═════ Records to process

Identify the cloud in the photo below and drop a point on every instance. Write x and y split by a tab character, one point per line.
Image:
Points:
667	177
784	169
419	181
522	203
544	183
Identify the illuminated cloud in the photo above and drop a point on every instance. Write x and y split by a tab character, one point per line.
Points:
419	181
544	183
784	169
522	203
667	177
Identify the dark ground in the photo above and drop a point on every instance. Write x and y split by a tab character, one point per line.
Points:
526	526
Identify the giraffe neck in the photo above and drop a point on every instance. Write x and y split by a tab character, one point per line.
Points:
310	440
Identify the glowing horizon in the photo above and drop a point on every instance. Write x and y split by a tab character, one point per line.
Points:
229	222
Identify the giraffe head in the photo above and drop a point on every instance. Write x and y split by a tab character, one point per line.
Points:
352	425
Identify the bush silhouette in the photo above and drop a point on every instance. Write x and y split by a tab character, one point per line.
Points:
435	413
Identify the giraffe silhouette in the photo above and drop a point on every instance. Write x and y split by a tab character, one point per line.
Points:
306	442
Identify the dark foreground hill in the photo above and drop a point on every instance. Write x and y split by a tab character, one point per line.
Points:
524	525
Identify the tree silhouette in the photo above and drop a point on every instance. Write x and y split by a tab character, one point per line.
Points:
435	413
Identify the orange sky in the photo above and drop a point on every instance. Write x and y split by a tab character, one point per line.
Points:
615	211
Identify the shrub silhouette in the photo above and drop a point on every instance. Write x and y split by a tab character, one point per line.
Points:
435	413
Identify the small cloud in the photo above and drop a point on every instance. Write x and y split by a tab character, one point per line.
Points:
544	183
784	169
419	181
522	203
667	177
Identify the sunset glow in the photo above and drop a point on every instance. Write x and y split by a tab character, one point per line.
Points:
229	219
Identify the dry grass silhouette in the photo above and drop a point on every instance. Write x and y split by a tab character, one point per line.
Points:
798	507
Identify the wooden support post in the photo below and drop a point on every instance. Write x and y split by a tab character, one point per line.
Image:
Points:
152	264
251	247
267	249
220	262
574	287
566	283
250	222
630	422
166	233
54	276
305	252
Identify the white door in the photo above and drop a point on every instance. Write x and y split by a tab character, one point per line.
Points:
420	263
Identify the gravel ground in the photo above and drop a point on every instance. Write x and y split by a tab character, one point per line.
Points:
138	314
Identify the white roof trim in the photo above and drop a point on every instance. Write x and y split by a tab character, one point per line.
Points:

══════════

#### Task description:
Each line of the listing should be copied exactly, with none left out.

#### Your solution:
Identify the cloud in the photo below and drop a point on every instance. Write x and y split by a tab character, one point per line.
Image:
Points:
667	177
784	169
419	181
522	203
544	183
Identify the illuminated cloud in the photo above and drop a point on every instance. Write x and y split by a tab character, one point per line.
Points:
419	181
544	183
784	169
522	203
667	177
Identify the dark ground in the photo above and drop a point on every instance. Write x and y split by a tab character, one point per line.
Points:
526	526
Identify the giraffe neck in the photo above and drop a point on every instance. Write x and y split by a tab character, one point per line.
Points:
310	440
Identify the glowing horizon in the photo above and drop a point on every instance. Write x and y split by a tab character, one point per line.
Points:
229	222
Identify the giraffe head in the photo above and drop a point on every instance. Write x and y split by a tab character, one point per line.
Points:
352	425
Identify the bush silhouette in the photo above and drop a point on every instance. Write x and y split by a tab character, one point per line.
Points:
435	413
Identify the giraffe silhouette in the photo above and drop a point on every instance. Write x and y split by a tab character, one point per line.
Points:
306	442
Identify the dark foreground hill in the photo above and drop a point on every instance. Write x and y split by a tab character, one point per line.
Points:
524	525
Identify the tree silhouette in the photo above and drop a point on every instance. Write x and y split by a tab character, one point per line.
Points:
435	413
Identify the orange sky in the photo above and drop a point on every instance. Write x and y split by a tab character, one point per line.
Points:
615	211
Identify the shrub silhouette in the photo above and drop a point on every instance. Write x and y split by a tab character, one point per line.
Points:
435	413
Identify the small cloud in the photo above and drop a point on every instance. Write x and y split by a tab character, one point per line.
Points:
544	183
784	169
419	181
522	203
667	177
Identify the sunset glow in the photo above and drop a point on every instance. Write x and y split by a tab character, one point per line.
Points:
229	219
Identify the dry grass silhouette in the photo above and drop a point on every instance. Write x and y split by a tab character, one point per line.
Points:
798	507
Identify the wooden support post in the photo below and drop a point on every instance. Write x and y split by a tab character, one point per line.
Image:
Points:
152	264
251	247
267	249
220	262
574	287
566	283
250	222
630	422
166	233
54	276
305	252
Identify the white door in the photo above and drop a point on every instance. Write x and y split by a tab character, one point per line.
Points:
420	263
Identify the gravel ground in the photo above and drop a point on every instance. Write x and y split by a tab character, one point per line.
Points:
138	314
Identify the white roof trim in the photo above and drop a point on every instance. Write x and y split by a tab character, one point per line.
Points:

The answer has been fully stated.